[DATA FOR THE TASK]:
● ● ● ●
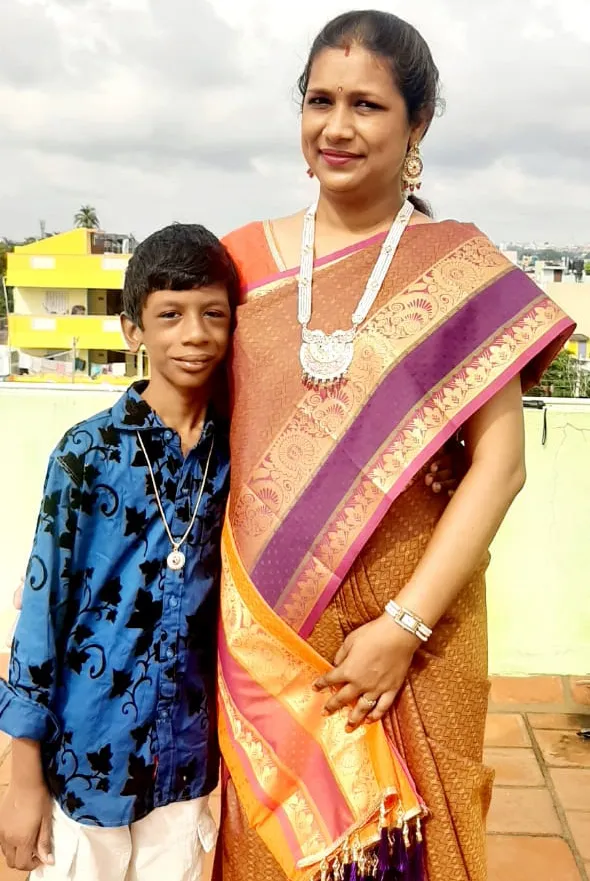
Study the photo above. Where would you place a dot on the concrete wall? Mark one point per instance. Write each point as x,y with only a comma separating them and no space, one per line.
538,581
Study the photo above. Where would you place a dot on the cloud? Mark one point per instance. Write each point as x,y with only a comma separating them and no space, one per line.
186,109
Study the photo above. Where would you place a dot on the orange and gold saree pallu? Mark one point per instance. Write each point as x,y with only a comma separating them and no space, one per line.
313,473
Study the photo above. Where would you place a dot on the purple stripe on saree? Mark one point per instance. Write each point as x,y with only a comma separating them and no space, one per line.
401,391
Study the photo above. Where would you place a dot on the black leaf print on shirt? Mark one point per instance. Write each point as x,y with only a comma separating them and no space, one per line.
74,465
91,473
147,613
150,570
110,436
73,803
135,521
75,660
50,505
145,617
170,488
42,676
196,701
122,680
140,779
80,500
136,412
110,592
66,538
173,465
185,774
81,634
140,735
100,761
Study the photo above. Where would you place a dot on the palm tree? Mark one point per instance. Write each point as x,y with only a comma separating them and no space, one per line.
87,218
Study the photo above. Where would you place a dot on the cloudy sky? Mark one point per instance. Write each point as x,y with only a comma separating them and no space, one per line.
161,110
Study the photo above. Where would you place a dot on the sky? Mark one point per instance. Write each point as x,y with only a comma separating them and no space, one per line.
156,111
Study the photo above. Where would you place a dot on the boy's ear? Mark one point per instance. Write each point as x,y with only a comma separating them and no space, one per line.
132,333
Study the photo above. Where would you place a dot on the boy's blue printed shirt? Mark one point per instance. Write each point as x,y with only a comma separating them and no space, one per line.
113,660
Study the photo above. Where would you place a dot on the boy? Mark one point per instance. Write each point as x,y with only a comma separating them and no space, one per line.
111,694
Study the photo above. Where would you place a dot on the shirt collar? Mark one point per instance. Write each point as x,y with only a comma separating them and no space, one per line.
132,413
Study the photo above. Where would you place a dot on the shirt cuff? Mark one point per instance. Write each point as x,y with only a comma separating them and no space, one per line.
22,717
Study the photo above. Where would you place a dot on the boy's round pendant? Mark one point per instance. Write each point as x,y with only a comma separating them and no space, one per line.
176,560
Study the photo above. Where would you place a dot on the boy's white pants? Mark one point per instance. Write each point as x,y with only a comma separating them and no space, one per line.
167,845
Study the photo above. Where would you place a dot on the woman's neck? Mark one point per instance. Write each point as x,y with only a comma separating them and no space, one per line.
359,216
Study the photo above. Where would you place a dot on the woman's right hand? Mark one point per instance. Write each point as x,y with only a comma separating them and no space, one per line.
25,827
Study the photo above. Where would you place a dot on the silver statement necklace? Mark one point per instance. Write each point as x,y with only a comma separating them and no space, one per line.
176,559
325,357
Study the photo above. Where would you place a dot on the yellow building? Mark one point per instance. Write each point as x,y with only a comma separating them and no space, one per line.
67,300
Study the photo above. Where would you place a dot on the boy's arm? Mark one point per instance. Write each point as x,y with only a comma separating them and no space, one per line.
26,699
26,809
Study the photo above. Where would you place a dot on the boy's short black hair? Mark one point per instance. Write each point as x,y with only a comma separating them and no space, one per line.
177,258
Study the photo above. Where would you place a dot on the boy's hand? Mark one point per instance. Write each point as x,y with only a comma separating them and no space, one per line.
25,827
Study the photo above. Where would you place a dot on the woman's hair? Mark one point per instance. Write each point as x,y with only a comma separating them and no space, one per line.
413,69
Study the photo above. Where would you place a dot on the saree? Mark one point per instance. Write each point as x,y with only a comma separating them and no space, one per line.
327,519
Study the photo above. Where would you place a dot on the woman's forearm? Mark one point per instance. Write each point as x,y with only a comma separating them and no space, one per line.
461,538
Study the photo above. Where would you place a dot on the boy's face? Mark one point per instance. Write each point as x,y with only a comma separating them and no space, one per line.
186,334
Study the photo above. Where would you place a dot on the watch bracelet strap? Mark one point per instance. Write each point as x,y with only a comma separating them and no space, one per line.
408,621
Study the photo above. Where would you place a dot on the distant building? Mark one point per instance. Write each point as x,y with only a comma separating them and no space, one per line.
67,299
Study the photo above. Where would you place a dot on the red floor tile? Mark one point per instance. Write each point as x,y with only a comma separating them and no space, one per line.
579,823
573,788
506,729
523,810
514,767
527,858
559,721
564,748
580,691
526,690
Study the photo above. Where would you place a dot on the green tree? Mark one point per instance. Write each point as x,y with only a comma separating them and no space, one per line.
564,378
87,218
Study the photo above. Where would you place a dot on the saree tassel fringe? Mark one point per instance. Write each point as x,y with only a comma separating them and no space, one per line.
398,856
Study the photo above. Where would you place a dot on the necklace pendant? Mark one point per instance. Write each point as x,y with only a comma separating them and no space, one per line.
326,357
176,560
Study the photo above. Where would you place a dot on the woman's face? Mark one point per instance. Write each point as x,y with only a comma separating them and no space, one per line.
355,131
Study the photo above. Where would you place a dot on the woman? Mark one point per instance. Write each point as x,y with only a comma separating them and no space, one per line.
343,725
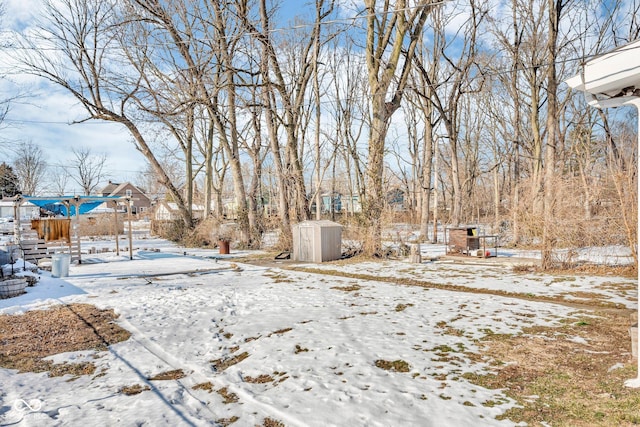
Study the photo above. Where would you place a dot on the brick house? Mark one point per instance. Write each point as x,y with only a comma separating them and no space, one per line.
140,202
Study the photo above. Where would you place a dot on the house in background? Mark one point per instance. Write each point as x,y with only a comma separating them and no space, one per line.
25,210
140,202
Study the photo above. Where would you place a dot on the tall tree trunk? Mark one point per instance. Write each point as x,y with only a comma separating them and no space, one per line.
548,235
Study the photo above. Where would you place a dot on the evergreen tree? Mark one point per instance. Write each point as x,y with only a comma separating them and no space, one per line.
8,181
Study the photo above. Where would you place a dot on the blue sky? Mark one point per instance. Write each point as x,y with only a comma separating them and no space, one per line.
44,112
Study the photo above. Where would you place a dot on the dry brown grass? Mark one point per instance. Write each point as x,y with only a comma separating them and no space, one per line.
227,396
175,374
132,390
573,381
221,364
394,366
30,337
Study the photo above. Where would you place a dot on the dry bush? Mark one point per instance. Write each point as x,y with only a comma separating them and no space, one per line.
30,337
597,218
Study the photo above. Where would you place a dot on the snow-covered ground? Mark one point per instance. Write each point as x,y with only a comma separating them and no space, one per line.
314,338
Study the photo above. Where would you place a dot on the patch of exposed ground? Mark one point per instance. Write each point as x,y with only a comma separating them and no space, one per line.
568,376
596,301
27,339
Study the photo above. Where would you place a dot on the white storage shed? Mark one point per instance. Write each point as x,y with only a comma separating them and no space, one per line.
317,241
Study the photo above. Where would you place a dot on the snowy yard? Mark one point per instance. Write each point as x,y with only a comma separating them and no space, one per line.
263,344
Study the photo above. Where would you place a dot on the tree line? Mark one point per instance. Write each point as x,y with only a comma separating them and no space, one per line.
460,104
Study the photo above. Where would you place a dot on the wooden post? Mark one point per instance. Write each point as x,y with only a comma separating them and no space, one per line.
16,220
115,221
130,232
77,224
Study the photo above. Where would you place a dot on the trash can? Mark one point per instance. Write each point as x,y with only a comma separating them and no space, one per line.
60,265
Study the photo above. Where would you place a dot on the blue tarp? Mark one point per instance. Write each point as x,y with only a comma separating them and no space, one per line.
57,206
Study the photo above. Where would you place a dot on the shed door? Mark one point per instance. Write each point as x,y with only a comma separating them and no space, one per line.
305,251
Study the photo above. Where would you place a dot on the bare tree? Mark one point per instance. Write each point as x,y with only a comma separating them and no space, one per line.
392,35
30,166
84,36
88,169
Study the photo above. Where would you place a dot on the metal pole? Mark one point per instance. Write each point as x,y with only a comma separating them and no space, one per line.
115,220
130,232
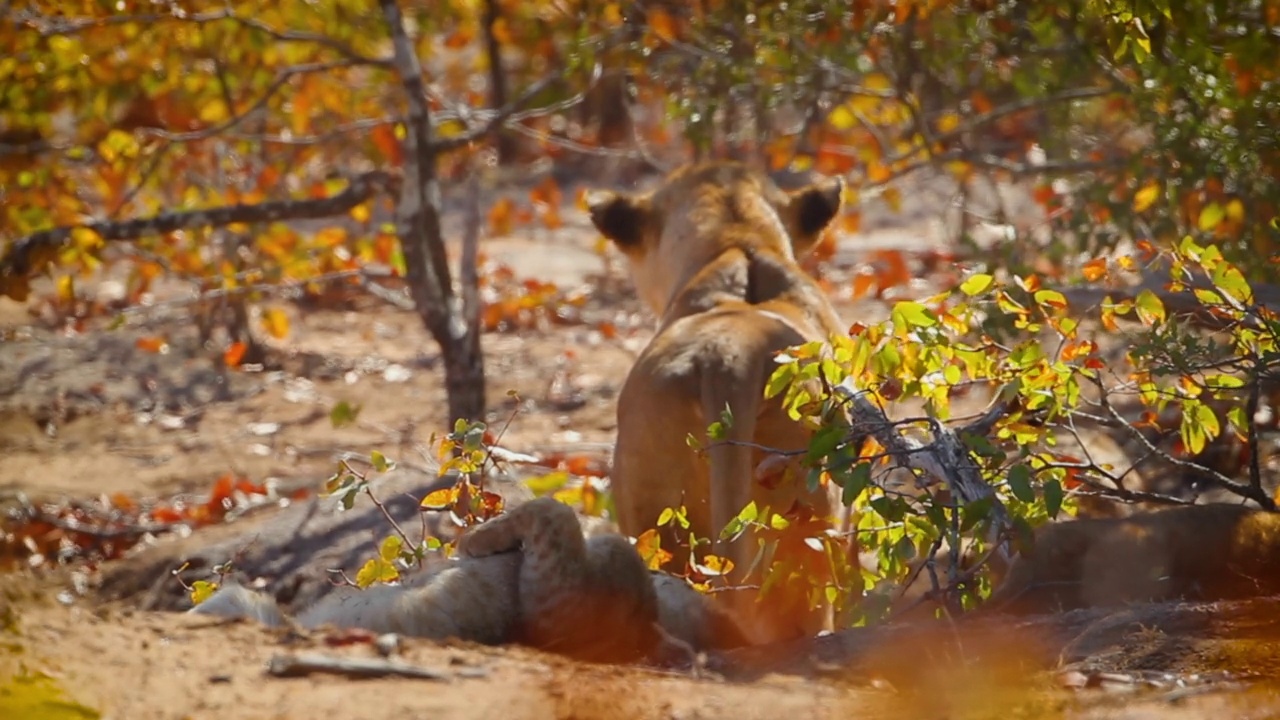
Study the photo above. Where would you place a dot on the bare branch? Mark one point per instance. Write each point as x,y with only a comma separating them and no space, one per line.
307,664
48,26
1239,488
22,255
945,459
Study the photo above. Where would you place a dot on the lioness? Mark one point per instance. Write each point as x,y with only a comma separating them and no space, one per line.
528,575
1196,551
713,254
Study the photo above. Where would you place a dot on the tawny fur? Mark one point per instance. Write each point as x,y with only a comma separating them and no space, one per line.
1194,552
713,254
528,575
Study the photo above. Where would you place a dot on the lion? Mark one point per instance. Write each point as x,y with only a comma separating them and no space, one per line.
1187,552
713,253
526,577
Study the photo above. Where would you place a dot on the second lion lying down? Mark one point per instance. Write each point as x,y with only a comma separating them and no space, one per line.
530,577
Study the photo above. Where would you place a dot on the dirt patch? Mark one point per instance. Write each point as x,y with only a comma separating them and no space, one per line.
99,414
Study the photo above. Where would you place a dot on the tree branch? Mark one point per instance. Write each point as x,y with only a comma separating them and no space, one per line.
23,255
945,459
48,26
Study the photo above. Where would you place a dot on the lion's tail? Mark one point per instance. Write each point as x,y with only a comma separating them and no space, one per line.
236,601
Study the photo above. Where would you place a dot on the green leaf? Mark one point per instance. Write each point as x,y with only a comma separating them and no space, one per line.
343,414
1211,217
780,379
1150,308
1200,425
1020,483
977,283
824,442
855,482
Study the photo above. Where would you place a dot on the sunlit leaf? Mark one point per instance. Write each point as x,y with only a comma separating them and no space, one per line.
275,322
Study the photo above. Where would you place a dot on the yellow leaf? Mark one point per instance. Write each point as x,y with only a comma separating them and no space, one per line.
376,570
1146,196
275,323
1235,210
716,565
201,589
391,548
65,288
86,238
213,113
1151,309
841,118
949,122
1095,269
● ● ● ●
[WHAT TO PRODUCE]: Go back to the data above and please quote exactly, and only, the lines from the line with "the yellow leaf?" through its last line.

[OUTPUT OF THE TASK]:
Study the photo above. Where would you place a dot on the yellow leaf? Mark one point per instance. Write each point as x,y with only a comma separating them and no space, one per line.
376,570
1146,196
275,323
1235,210
716,565
201,589
391,548
65,288
86,238
213,113
1151,309
841,118
949,122
1095,269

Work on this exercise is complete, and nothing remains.